**ИСХОДНЫЙ ОТРЫВОК:**
_ _ _ _ _ _ _

Но люди есть сыны этого Бога своим духовным началом. Так закончился толстовский
кризис, который одновременно завершал его богоискательство.
Толстой подошел к христианству с готовыми идеями. Он, конечно, мучился и
метался, пытаясь понять Церковь, но ничего, кроме подтверждения своих мыслей, в
ней не искал. Пришел же он в храм вослед простому, трудящемуся, «творящему
жизнь» народу. В народной вере Толстого привлекло знание смысла жизни, который
он считал истинным, ибо он был «ясен и близок» его сердцу: «Задача человека в
жизни – спасти свою душу; чтобы спасти свою душу, нужно жить по-божьи, а чтобы
жить по-божьи, нужно отрекаться от всех утех жизни, трудиться, смиряться,
терпеть и быть милостивым». Этот истинный смысл народ черпает из своей веры, и
тогда Толстой принял народную веру, то есть стал ходить в храм и усердно
исполнять все «обряды», не видя в них никакого смысла и считая все это
«странным»: таинства, церковные службы, двунадесятые праздники, посты,
поклонение мощам и иконам – то, что символизирует веру в Бога, которой у
Толстого не было. Ведь он не считал Иисуса Христа Богом.
В «Исповеди» он признался, что богословие казалось ему «рядом ненужных
бессмыслиц», и оно «не лезет в здоровую голову», но тогда он будто бы решил
повиноваться всему с помощью различных софистических ухищрений. Например, его
старший сын Сергей вспоминал, что отец решил «принять догматику, таинства и
чудеса на веру, со смирением, так как разум отдельных людей должен подчиниться
разуму соборному – Церкви».

_ _ _ _ _ _ _

**МАТЕРИАЛ ДЛЯ ОБРАБОТКИ:**

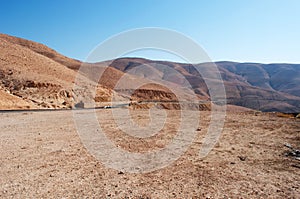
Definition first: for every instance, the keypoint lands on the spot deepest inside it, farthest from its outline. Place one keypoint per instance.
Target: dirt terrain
(42, 156)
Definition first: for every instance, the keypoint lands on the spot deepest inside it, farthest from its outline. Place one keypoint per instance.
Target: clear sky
(233, 30)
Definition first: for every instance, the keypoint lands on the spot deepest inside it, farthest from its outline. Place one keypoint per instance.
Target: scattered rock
(242, 158)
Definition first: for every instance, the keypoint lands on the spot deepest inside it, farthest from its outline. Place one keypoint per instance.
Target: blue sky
(265, 31)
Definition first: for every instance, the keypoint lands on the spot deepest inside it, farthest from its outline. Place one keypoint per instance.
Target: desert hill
(265, 87)
(35, 76)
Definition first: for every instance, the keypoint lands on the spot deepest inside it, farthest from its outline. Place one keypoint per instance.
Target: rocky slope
(265, 87)
(35, 76)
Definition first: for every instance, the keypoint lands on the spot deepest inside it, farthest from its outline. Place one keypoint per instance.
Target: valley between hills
(44, 156)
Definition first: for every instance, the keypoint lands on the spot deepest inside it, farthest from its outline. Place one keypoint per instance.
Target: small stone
(242, 158)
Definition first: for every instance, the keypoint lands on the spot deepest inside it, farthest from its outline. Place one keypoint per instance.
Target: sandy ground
(42, 156)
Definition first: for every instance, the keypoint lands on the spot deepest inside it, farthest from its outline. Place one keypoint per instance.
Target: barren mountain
(265, 87)
(33, 80)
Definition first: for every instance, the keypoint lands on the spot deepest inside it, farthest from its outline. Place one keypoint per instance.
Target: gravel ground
(42, 156)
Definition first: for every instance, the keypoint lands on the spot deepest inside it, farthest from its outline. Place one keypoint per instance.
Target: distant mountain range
(35, 76)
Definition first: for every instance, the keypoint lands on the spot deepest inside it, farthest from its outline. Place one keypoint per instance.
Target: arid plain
(42, 156)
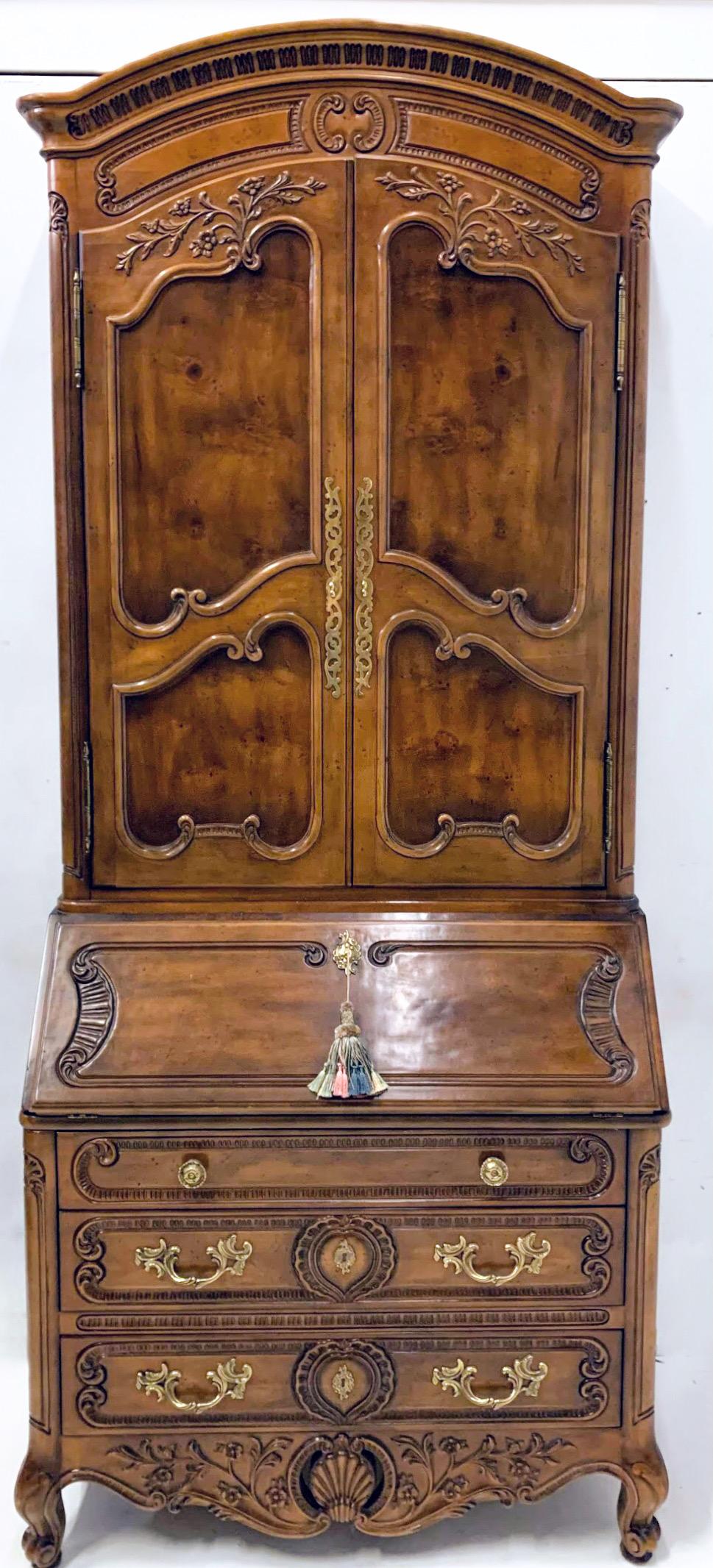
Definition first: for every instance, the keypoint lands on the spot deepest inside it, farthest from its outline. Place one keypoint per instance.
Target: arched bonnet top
(281, 62)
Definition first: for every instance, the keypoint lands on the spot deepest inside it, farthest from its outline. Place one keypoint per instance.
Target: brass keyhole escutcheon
(494, 1172)
(191, 1175)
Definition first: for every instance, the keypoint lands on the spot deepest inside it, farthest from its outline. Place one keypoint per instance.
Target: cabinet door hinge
(88, 795)
(77, 331)
(609, 795)
(621, 331)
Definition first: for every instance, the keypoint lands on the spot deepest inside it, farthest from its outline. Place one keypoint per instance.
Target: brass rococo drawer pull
(191, 1175)
(494, 1172)
(227, 1256)
(522, 1377)
(227, 1382)
(364, 588)
(527, 1258)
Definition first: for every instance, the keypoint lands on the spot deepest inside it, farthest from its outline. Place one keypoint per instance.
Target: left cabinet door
(215, 460)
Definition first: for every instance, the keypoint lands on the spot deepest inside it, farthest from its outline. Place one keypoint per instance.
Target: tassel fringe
(348, 1072)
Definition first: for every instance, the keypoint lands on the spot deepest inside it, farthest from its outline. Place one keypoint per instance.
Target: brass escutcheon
(191, 1173)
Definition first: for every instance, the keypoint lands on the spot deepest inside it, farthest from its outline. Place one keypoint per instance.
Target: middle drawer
(341, 1258)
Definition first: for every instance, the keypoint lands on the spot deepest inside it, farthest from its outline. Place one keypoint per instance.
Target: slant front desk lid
(460, 1013)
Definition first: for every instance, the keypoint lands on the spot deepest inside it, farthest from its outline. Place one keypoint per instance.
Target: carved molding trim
(503, 77)
(597, 1016)
(375, 1238)
(369, 1358)
(480, 231)
(334, 587)
(583, 1150)
(96, 1015)
(58, 214)
(364, 588)
(589, 177)
(646, 1241)
(447, 828)
(105, 173)
(35, 1181)
(500, 601)
(359, 104)
(235, 227)
(248, 832)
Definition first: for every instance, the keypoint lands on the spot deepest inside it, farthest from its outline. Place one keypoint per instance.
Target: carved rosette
(350, 1377)
(344, 1256)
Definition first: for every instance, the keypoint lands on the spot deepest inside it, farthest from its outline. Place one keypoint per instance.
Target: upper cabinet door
(215, 438)
(485, 454)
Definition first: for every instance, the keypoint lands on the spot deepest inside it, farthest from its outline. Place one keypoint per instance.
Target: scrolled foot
(645, 1490)
(38, 1501)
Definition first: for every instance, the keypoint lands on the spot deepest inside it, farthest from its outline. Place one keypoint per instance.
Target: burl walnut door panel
(213, 416)
(485, 443)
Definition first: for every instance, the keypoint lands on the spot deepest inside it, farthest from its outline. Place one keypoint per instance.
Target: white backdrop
(661, 49)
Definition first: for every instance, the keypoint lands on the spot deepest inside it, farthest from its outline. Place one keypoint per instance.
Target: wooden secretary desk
(348, 367)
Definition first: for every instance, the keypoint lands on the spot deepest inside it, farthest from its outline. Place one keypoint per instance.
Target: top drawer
(475, 1167)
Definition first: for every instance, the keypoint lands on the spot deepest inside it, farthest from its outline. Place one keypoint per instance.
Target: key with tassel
(348, 1072)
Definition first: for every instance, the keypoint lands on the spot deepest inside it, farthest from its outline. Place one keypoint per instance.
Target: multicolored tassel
(348, 1072)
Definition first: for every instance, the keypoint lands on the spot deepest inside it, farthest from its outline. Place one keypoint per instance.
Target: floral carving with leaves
(485, 229)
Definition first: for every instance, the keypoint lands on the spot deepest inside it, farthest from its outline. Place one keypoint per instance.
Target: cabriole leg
(638, 1500)
(38, 1501)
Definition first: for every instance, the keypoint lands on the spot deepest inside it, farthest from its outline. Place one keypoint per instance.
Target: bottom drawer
(242, 1379)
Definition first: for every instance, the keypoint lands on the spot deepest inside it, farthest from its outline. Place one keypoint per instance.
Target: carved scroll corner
(596, 1011)
(96, 1015)
(650, 1169)
(58, 214)
(639, 220)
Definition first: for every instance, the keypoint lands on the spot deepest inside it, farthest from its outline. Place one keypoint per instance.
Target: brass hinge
(609, 795)
(621, 331)
(77, 331)
(88, 795)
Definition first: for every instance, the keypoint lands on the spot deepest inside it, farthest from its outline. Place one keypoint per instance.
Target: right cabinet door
(485, 469)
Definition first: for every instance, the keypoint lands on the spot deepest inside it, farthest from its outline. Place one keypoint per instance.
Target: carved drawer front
(201, 1170)
(245, 1258)
(513, 1377)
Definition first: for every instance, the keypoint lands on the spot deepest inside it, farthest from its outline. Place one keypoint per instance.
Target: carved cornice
(355, 55)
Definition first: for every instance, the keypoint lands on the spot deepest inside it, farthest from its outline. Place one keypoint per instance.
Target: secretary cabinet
(348, 335)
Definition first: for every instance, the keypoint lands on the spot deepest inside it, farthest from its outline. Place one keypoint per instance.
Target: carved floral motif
(485, 229)
(212, 227)
(380, 1486)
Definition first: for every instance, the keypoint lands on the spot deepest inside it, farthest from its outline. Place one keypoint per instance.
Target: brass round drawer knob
(494, 1172)
(191, 1175)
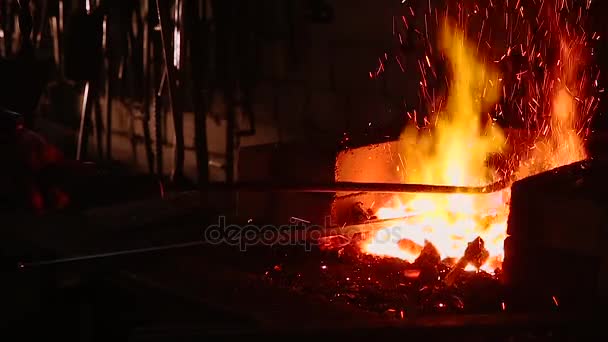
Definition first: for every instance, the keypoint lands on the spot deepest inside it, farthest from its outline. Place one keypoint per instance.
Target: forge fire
(551, 88)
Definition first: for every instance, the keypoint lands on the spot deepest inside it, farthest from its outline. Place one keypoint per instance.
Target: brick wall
(324, 92)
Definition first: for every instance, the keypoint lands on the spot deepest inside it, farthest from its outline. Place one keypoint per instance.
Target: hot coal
(390, 286)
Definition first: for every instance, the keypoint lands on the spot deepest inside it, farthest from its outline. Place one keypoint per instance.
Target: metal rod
(82, 131)
(357, 187)
(163, 19)
(24, 265)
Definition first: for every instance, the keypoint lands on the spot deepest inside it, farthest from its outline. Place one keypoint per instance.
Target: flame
(457, 151)
(454, 155)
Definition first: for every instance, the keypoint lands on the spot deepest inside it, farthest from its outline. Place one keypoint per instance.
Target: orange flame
(456, 154)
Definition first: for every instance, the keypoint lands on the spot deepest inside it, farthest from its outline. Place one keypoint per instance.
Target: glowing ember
(457, 151)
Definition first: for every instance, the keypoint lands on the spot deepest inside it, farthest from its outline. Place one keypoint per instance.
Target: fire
(454, 155)
(457, 151)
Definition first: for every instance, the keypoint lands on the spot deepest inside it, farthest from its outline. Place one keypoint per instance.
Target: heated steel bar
(357, 187)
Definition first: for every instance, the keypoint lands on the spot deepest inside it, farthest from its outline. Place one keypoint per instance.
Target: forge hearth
(558, 234)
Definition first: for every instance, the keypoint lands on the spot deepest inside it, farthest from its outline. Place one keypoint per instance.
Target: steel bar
(24, 265)
(175, 103)
(357, 187)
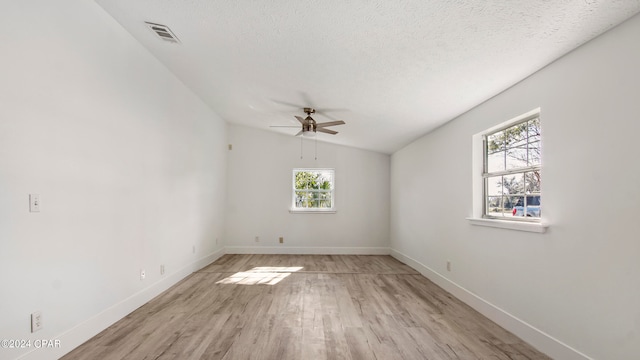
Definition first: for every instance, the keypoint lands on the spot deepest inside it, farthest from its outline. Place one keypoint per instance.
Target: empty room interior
(358, 179)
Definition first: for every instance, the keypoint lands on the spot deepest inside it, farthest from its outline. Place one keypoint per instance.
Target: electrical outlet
(34, 202)
(36, 321)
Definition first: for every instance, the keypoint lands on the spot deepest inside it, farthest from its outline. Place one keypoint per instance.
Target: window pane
(513, 184)
(494, 206)
(534, 153)
(313, 189)
(516, 158)
(495, 142)
(495, 162)
(532, 182)
(533, 130)
(494, 186)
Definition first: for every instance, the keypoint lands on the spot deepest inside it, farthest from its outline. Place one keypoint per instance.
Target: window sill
(311, 211)
(511, 225)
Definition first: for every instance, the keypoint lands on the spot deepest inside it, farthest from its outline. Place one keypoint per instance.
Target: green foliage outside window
(313, 189)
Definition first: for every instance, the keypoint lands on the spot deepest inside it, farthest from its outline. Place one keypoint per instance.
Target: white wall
(129, 164)
(259, 196)
(579, 282)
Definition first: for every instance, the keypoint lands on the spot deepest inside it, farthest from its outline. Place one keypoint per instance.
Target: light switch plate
(34, 202)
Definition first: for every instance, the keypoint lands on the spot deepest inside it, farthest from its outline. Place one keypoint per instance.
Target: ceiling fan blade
(331, 123)
(327, 131)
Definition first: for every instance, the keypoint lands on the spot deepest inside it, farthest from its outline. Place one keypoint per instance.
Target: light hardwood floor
(305, 307)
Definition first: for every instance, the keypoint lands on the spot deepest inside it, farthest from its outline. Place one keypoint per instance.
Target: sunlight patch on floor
(261, 275)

_ _ _ _ _ _ _

**ЧТО СДЕЛАТЬ:**
1. Соберите все строки записей, в которых есть слово «desk».
2. Продолжите отрывок о богоискательстве Толстого, начиная сразу после его последнего предложения.

**ОТВЕТЫ К ЗАДАНИЯМ:**
1.
Target: slant front desk lid
Target: wooden secretary desk

2.
А дальше выявилось главное: не рационализм, как считают многие исследователи,
а именно собственные идеи не пустили Толстого в Церковь. Он утверждал, что в
Евангелии его больше всего «трогало и умиляло» то учение Христа, «в котором
проповедуется любовь, смирение, уничижение, самоотвержение и возмездие добром за
зло», во имя чего он, Толстой, и подчинял себя Церкви. «Подчинившись» же Церкви,
Толстой заметил, что эта сторона христианства не составляет главного в учении
Церкви: «Я заметил, что то, что представлялось мне важнейшим в учении Христа, не
признается Церковью самым важным». Учение же Церкви о личностном Боге-Творце,
Христе-Спасителе и о Его воскресении, Толстому, по его собственным словам, было
«не нужно». И потому «совершенно непонятное» для него таинство евхаристии стало
ему препоной. Совершение этого таинства без малейшего искреннего чувства нанесло
удар по мнимой церковности Толстого: «И зная наперед, что ожидает меня, я уже не
мог идти в другой раз».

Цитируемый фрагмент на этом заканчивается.